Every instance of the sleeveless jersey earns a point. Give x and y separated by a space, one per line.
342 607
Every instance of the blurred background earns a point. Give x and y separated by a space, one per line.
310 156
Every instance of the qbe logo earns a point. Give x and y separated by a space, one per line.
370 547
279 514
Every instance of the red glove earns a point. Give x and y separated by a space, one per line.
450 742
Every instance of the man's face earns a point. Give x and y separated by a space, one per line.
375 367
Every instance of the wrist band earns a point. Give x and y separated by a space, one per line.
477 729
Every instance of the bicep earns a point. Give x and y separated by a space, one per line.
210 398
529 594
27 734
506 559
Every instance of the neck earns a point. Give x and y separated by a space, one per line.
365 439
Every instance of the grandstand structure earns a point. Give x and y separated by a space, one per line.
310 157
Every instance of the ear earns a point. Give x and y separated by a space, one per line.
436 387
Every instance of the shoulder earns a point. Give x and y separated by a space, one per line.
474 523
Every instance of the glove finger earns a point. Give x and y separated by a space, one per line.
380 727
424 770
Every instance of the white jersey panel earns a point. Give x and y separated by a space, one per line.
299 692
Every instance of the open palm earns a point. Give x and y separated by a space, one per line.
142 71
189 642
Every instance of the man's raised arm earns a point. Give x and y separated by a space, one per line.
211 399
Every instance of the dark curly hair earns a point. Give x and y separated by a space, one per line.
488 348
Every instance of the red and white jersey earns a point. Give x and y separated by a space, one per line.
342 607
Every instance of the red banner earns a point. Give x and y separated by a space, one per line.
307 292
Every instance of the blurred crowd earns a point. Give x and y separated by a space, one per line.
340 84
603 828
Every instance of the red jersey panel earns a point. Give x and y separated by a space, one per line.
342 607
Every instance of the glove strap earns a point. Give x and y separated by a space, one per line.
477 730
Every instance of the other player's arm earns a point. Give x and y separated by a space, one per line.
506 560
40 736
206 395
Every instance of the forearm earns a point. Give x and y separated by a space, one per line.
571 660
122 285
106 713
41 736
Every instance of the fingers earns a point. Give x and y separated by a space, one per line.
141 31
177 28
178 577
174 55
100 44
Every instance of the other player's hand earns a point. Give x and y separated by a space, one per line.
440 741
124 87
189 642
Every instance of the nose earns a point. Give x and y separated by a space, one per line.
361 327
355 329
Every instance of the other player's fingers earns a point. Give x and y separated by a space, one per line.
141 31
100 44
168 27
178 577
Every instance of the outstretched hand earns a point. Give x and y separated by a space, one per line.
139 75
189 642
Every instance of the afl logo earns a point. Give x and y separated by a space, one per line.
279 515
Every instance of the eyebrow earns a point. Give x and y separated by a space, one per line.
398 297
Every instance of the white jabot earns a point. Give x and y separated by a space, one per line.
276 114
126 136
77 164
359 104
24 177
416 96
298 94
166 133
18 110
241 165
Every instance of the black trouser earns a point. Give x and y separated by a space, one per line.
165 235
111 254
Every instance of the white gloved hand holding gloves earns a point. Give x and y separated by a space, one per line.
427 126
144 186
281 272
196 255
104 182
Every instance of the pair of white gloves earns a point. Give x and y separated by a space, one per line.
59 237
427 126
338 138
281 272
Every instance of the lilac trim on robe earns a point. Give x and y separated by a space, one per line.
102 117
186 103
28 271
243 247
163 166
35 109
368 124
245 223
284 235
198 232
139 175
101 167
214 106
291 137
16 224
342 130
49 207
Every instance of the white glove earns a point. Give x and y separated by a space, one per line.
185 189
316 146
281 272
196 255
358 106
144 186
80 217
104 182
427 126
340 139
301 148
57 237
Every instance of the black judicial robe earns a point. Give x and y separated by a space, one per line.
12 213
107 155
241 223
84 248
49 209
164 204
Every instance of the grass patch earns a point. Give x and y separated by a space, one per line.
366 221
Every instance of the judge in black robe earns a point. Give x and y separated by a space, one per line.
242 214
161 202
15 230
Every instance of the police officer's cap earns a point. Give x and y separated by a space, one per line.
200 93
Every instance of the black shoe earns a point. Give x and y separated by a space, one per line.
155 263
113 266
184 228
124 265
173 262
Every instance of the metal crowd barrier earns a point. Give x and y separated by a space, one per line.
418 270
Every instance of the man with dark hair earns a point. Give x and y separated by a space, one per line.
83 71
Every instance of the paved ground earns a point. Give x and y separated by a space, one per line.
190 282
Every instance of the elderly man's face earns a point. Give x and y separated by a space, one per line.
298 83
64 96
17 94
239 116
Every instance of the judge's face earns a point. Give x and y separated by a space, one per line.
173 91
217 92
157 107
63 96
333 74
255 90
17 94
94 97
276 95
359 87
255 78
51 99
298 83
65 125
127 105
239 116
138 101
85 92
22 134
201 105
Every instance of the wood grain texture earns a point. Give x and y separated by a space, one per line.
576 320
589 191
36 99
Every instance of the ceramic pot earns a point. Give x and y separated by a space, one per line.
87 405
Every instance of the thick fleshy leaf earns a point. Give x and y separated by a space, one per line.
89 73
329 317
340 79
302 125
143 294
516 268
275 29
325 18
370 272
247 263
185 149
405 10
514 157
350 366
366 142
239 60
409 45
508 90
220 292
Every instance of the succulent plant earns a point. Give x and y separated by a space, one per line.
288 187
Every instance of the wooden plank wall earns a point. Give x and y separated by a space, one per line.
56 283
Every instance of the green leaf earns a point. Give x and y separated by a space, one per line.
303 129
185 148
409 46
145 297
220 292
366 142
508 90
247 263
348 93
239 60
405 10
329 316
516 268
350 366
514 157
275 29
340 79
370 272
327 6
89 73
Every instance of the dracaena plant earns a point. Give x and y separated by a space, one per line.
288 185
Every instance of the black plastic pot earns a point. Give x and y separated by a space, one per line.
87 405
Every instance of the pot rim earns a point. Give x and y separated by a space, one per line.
* * * * *
◆ **Your goal**
Please output the listing again word for word, everything from the line containing "Every instance of the paved" down to the final line of the listing, with both of those lines included.

◆ **Exercise response**
Every instance of the paved ground earns a point. Give x and y separated by a space, one per line.
190 282
Every instance of the elderly man's face earns a point. Give x and y separated by a space, one per line.
298 83
64 96
17 94
239 116
Every instance of the judge's face earns a point. Give x and y separated by a space, one per line.
173 91
217 92
157 107
63 96
333 74
255 90
17 94
94 97
276 95
359 87
255 78
51 99
298 83
65 125
127 105
239 116
138 101
85 92
22 134
201 105
Every instance of the wood grain texture earns a point. Give x and y separated by a space, one per line.
576 320
589 191
36 99
Every instance of the ceramic pot earns a point. Give x and y separated by a space, one per line.
87 405
Every instance of the thick fleshy leaf earns a point. Give x and y separated by a space, one per line.
89 73
329 317
340 79
302 125
143 294
516 268
275 29
325 18
370 272
247 263
185 149
405 10
514 157
350 366
366 142
239 60
409 45
508 90
220 292
Every instance of the succulent plant earns a point. Give x and y separated by a space, one per line.
288 187
Every instance of the wooden plank wall earns a point. Give x and y separated by a space, one per line.
56 283
Every instance of the green leaf earns a point. Give x and y separated by a space, one per line.
303 129
185 148
409 46
145 297
220 292
366 142
508 90
247 263
348 93
239 60
405 10
329 316
516 268
350 366
514 157
275 29
340 79
370 272
327 6
89 73
Every instance of the dracaena plant earns a point. Give x and y separated by a space, one per line.
288 185
Every instance of the black plastic pot earns a point. Give x and y separated by a space, one per line.
87 405
Every instance of the pot rim earns a point. Give x and y separated by a space, one per line.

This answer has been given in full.